Статья:

══════════════════════════════

Читаем От Пушкина до Цветаевой. Статьи и эссе о русской литературе полностью

Во второй строфе поэт как бы отпускает имя Блока «в мир», подбирая к нему ассоциации: отбрасывает имя от себя («Камень, кинутый в тихий пруд / Всхлипнет так…»), вслушивается в его звучание («В легком щелканье ночных копыт») и снова возвращает его на грань физического «я» и внешнего мира: «…в висок / Звонко щелкающий курок». Любимое имя, процокав копытами по ночной земле, вернулось к поэту, обернувшись мажорным звуком самоубийственного курка.

Однако обратим внимание читателя на то, что курок у виска звонко щелкает только в случае осечки или отсутствия заряда — иначе раздается совсем иной звук, который, к слову, не успевает расслышать стреляющий. И это не обмолвка Цветаевой по незнанию. В день своего семнадцатилетия (26 сентября 1909) юная Марина написала стихи «Христос и Бог! Я жажду чуда…», заканчивавшиеся: «И дай мне смерть — в семнадцать лет!», а весной 1910 года, исполняя свою тайную мечту о «смерти на костре, / На параде, на концерте» [Цветаева 1976: 44], предприняла попытку застрелиться в театре, во время выступления любимой Сары Бернар.

══════════════════════════════

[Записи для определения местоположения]
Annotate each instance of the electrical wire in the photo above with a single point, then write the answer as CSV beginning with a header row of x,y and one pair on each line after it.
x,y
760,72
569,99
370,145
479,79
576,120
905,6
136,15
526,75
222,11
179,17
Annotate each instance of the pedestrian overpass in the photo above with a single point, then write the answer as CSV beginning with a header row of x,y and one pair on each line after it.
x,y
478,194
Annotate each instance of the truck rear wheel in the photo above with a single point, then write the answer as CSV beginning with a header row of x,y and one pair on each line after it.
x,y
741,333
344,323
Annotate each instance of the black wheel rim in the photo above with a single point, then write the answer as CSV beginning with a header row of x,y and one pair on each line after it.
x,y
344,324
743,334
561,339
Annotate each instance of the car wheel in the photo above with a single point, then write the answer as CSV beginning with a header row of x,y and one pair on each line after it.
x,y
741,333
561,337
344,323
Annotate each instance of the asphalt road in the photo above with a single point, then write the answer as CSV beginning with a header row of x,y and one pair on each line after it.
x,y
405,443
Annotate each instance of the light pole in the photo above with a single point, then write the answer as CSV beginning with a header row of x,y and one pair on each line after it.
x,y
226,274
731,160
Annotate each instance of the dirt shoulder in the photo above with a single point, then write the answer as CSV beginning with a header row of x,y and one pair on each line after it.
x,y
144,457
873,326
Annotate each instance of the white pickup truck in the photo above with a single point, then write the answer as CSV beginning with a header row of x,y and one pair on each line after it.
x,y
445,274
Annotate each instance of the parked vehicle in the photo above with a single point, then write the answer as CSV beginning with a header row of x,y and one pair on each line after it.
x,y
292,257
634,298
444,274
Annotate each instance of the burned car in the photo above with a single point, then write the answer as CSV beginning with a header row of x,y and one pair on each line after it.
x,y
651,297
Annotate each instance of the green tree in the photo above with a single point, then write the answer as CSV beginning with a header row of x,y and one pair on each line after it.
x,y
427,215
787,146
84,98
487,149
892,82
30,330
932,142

══════════════════════════════

Задания:
a. Согласно статье о стихах Цветаевой, когда было написано стихотворение «Христос и Бог! Я жажду чуда…»?
b. Выпишите все цитаты из второй строфы, которые приводятся в статье о стихах Цветаевой.
c. Продолжите статью о стихах Цветаевой после ее последнего предложения.

Итоговые ответы:
a. В день семнадцатилетия Цветаевой, 26 сентября 1909 года.

b.
«Камень, кинутый в тихий пруд / Всхлипнет так…»
«В легком щелканье ночных копыт»
«…в висок / Звонко щелкающий курок»

c.
Попытка оказалась неудачной — то ли осечка, то ли курок оказался против пустого гнезда барабана. Можно не сомневаться, что и до спуска курка в театре Цветаева неоднократно репетировала самоубийство с незаряженным пистолетом. Так что «…в висок / Звонко щелкающий курок» — это образ, известный ей не понаслышке. И в 1910 году этот звук означал, что судьба сама разрешает ее колебания между упоением жизнью и притяжением смерти в пользу жизни, звук курка означал — жизнь. Летом 1910 года Цветаева отдает в печать свой первый сборник стихов, затем следует знакомство с Максимилианом Волошиным, а весной 1911-го — встреча с Сергеем Эфроном.

Безусловно, все это не обязан знать читатель. Но для тех, кто за стихами хочет услышать живое трепетание души поэта, этот случай — хороший урок внимательности к точности образа в поэзии Марины Цветаевой, хороший пример укорененности ее поэзии в «биографии души».

Итак, «…в висок / Звонко щелкающий курок» в концовке второй строфы — это жизнь, подаренная на грани смерти.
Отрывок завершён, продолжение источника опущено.